## TASK DETAILS
Copy the records exactly. Include every line.

## STORED DATA
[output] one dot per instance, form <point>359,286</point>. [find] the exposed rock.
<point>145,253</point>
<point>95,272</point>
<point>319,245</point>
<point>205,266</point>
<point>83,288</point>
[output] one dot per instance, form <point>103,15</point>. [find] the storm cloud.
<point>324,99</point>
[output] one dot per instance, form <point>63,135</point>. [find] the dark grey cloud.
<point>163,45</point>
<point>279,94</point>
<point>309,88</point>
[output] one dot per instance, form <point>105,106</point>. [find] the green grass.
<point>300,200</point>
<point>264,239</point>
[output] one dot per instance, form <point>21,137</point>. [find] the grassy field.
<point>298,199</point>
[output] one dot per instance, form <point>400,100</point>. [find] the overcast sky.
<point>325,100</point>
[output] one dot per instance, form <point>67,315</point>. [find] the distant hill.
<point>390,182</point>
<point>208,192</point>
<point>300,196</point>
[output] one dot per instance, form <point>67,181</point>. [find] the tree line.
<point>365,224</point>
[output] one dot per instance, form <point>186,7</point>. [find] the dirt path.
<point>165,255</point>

## PROBLEM SOLUTION
[output] one dot per instance, form <point>359,286</point>. [find] the exposed rock.
<point>145,253</point>
<point>95,272</point>
<point>319,245</point>
<point>205,266</point>
<point>83,288</point>
[output] one dot per instance, form <point>103,15</point>. [find] the storm cloud.
<point>324,99</point>
[output] one dot per instance, form <point>63,135</point>. [find] the dark grey cloud.
<point>163,45</point>
<point>279,94</point>
<point>309,88</point>
[output] one dot per instance, form <point>105,106</point>. [find] the green grass.
<point>300,200</point>
<point>264,239</point>
[output] one dot per instance, form <point>21,137</point>. [find] the grassy field.
<point>298,199</point>
[output] one dot per instance, form <point>400,100</point>. [find] the overcast sky.
<point>325,100</point>
[output] one dot per instance, form <point>67,315</point>. [find] the distant hill.
<point>390,182</point>
<point>208,192</point>
<point>300,196</point>
[output] one dot per instance, form <point>67,181</point>. [find] the tree line.
<point>365,224</point>
[output] one dot per instance, form <point>186,7</point>. [find] the dirt path.
<point>165,255</point>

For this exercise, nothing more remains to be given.